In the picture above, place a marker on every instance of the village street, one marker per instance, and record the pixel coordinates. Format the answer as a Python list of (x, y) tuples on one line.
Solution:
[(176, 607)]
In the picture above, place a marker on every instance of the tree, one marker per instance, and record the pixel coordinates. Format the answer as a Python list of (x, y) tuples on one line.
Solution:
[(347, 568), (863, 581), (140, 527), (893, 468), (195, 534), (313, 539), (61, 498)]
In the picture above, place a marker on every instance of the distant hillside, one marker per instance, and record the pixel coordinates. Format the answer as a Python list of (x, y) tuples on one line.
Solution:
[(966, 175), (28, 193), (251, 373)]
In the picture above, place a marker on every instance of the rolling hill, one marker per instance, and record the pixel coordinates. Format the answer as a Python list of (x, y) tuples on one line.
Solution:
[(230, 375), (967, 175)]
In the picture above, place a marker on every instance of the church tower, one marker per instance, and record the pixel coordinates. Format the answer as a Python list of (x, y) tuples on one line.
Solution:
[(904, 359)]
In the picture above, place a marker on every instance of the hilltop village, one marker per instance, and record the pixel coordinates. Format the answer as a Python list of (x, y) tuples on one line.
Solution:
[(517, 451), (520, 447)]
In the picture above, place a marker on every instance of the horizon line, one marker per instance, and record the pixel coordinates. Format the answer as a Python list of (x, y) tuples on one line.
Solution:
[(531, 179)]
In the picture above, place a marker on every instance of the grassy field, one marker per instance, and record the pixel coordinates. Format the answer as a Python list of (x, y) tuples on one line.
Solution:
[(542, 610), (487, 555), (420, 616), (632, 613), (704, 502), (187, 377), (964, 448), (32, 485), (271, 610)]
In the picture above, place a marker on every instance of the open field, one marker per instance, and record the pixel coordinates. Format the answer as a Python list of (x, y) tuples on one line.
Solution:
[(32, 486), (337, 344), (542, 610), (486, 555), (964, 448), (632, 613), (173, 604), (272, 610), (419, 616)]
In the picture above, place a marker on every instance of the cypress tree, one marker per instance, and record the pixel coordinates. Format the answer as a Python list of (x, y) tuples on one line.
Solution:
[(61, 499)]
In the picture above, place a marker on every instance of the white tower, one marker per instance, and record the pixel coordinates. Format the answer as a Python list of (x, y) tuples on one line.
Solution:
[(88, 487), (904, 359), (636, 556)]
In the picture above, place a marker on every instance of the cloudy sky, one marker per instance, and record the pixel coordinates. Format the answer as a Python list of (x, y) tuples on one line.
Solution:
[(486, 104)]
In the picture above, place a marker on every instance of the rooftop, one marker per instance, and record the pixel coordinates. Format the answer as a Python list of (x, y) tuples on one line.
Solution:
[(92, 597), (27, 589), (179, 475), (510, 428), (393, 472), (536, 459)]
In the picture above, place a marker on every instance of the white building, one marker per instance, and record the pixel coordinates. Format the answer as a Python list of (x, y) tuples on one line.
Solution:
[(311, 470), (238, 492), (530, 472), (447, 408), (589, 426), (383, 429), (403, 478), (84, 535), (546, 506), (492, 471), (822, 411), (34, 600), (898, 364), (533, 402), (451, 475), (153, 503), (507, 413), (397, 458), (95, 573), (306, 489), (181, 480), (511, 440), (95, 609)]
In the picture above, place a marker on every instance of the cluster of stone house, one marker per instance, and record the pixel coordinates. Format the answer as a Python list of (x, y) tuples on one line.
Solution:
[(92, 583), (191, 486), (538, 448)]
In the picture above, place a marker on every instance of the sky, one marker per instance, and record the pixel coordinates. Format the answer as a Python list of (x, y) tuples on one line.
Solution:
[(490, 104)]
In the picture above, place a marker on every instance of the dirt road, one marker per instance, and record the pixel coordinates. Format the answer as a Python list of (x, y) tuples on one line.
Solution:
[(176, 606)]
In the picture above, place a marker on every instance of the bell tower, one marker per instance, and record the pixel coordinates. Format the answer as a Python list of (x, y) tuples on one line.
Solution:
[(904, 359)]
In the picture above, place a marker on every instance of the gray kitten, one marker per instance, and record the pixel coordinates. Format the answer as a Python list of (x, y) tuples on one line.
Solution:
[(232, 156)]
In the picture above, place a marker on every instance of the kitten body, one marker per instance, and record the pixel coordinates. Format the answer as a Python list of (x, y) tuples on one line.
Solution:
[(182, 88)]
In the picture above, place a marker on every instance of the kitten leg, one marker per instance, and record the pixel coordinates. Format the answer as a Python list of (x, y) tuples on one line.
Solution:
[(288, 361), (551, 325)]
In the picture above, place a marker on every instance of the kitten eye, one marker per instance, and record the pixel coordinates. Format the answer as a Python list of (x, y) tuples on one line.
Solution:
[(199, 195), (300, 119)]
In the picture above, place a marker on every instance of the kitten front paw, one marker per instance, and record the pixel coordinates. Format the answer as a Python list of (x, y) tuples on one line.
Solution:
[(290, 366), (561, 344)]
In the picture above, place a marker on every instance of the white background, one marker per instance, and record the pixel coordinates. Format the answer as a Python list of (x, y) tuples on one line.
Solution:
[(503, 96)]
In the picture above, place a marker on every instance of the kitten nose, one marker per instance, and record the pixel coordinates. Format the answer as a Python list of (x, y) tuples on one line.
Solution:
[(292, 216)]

- PROBLEM TO WORK ON: In the records above, locate every line with the string "field" and copy it.

- EXPECTED ANSWER:
In the picture above, place a marker on every instance of the grassy field, one marker per instance, and record the pixel coordinates. Format the answer as a Python list of (x, y) tuples on one line.
In the picture above, place a marker on every instance of the open field, one marker per instance, and record the pixel coordinates. Format the answer as a Python list of (x, y) tuples on one line.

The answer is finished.